***** Input records *****

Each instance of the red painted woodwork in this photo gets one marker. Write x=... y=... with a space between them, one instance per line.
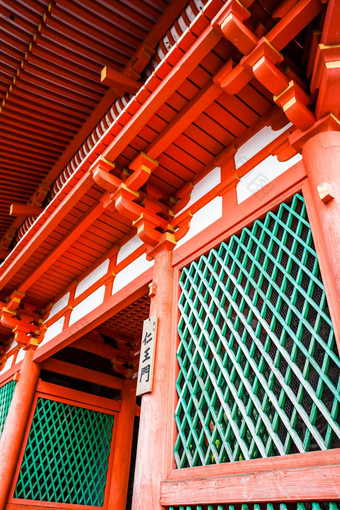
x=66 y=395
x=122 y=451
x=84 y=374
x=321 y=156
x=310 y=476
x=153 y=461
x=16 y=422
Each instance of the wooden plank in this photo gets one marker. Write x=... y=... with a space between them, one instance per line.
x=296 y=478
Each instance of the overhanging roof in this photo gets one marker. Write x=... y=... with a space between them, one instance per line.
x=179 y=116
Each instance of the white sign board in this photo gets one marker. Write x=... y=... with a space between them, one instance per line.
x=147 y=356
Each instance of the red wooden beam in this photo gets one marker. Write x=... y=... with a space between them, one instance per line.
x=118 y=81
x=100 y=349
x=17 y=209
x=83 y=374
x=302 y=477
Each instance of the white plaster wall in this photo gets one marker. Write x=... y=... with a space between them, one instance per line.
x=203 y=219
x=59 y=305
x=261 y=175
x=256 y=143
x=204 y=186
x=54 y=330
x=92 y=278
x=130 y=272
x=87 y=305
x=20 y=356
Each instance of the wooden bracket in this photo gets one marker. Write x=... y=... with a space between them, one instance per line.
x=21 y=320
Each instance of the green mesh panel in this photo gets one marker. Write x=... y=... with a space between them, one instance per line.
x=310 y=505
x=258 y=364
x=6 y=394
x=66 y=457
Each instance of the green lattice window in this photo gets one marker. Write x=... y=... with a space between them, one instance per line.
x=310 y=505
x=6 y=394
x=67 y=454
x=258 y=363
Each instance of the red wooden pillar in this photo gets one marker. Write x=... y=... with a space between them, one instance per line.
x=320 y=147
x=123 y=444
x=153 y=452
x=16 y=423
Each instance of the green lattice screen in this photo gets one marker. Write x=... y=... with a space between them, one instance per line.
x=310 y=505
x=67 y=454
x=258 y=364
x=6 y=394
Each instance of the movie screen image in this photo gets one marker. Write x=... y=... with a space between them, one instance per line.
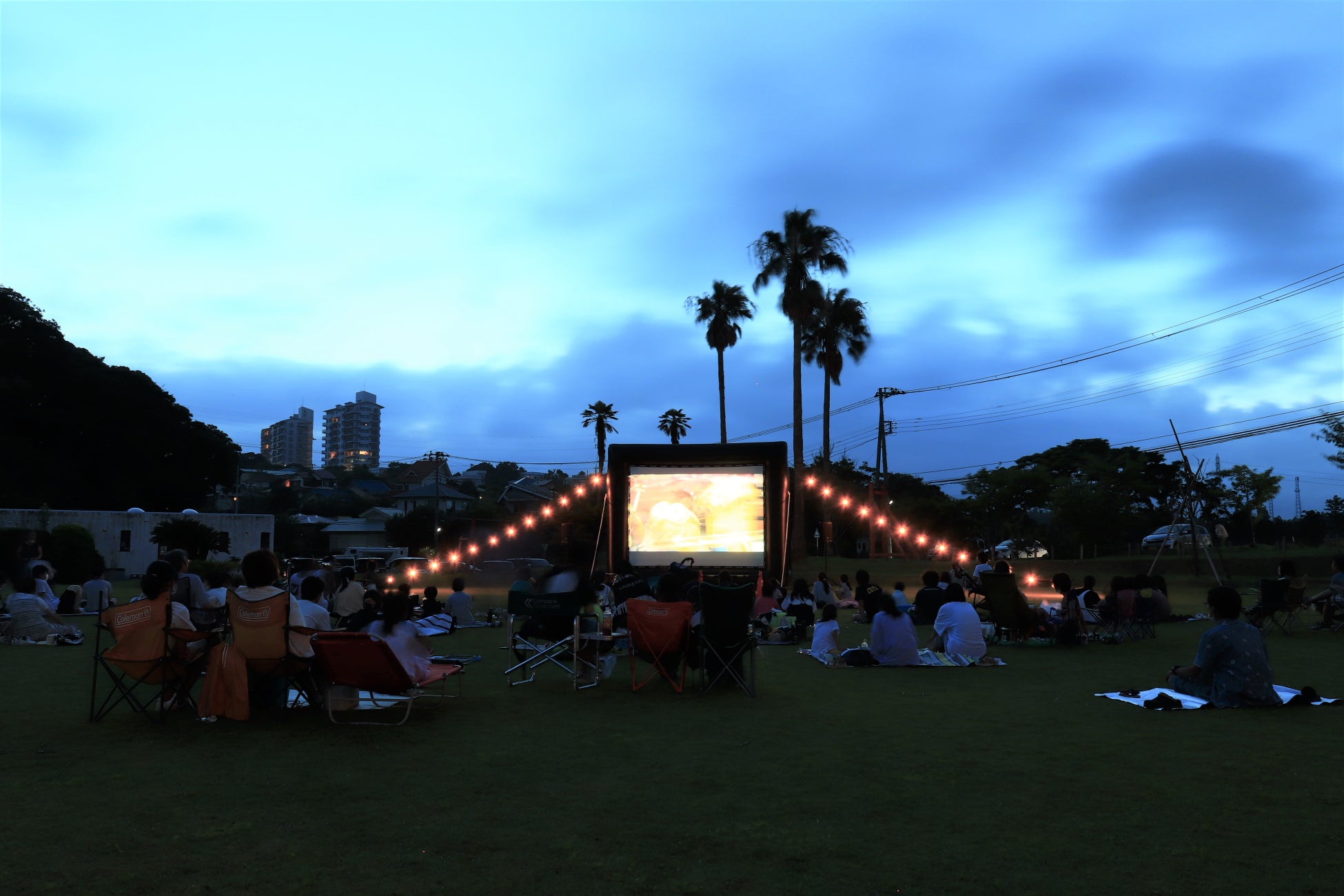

*****

● Given request: Please turn every line of the entries above into a Markdown table with the columns Row and Text, numbering each row and skipping blank lines. Leave the pictures out.

● Exercise answer:
| Row | Text |
|---|---|
| 1 | Each instance of the red painted woodwork in this photo gets one marker. Write x=... y=... with a space between them, one instance per line. |
| 2 | x=66 y=395 |
| 3 | x=122 y=451 |
| 4 | x=84 y=374 |
| 5 | x=321 y=156 |
| 6 | x=310 y=476 |
| 7 | x=153 y=461 |
| 8 | x=16 y=422 |
| 9 | Each instance of the wooden plank in this photo gets one marker. Write x=... y=... with a space between them, one instance per line. |
| 10 | x=296 y=478 |
| 11 | Each instance of the overhanging roof in this photo gets one marker. Write x=... y=... with a space between them, one instance per line. |
| 12 | x=179 y=116 |
| 13 | Each instance of the white sign board in this photo gets one marker. Write x=... y=... with a space between them, one instance per line. |
| 14 | x=147 y=356 |
| 15 | Each instance of the red wooden beam in this photo gets one marker. Write x=... y=... with a space between them, one instance per line. |
| 16 | x=118 y=81 |
| 17 | x=100 y=349 |
| 18 | x=17 y=209 |
| 19 | x=83 y=374 |
| 20 | x=302 y=477 |
| 21 | Each instance of the white plaster wall in this photo gets one marker. Write x=... y=... with a space between them, one instance per line. |
| 22 | x=203 y=219 |
| 23 | x=59 y=305 |
| 24 | x=261 y=175 |
| 25 | x=256 y=143 |
| 26 | x=204 y=186 |
| 27 | x=54 y=330 |
| 28 | x=92 y=278 |
| 29 | x=130 y=272 |
| 30 | x=87 y=305 |
| 31 | x=20 y=356 |
| 32 | Each instance of the wooden bracket in this photo gets one marker. Write x=... y=... with a space between them, one instance per line. |
| 33 | x=21 y=320 |
| 34 | Each instance of the green mesh panel in this photo gets one marker. Write x=... y=... with a space between them, one instance per line. |
| 35 | x=310 y=505 |
| 36 | x=258 y=364 |
| 37 | x=6 y=394 |
| 38 | x=66 y=457 |
| 39 | Each instance of the green lattice window in this photo gets one marker. Write x=... y=... with a space between them, one instance per line. |
| 40 | x=310 y=505 |
| 41 | x=6 y=394 |
| 42 | x=67 y=454 |
| 43 | x=258 y=363 |
| 44 | Each instance of the red wooden pillar in this photo gets one marker. Write x=... y=... with a space between them, one instance per line. |
| 45 | x=320 y=147 |
| 46 | x=123 y=444 |
| 47 | x=153 y=452 |
| 48 | x=16 y=423 |
| 49 | Each instance of the green lattice screen in this photo gets one marker. Write x=... y=... with a space between them, one instance per line. |
| 50 | x=310 y=505 |
| 51 | x=67 y=454 |
| 52 | x=258 y=364 |
| 53 | x=6 y=394 |
| 54 | Each instance of the movie screen image in this photo gets one marker. Write x=... y=... with a space between them, one instance per line. |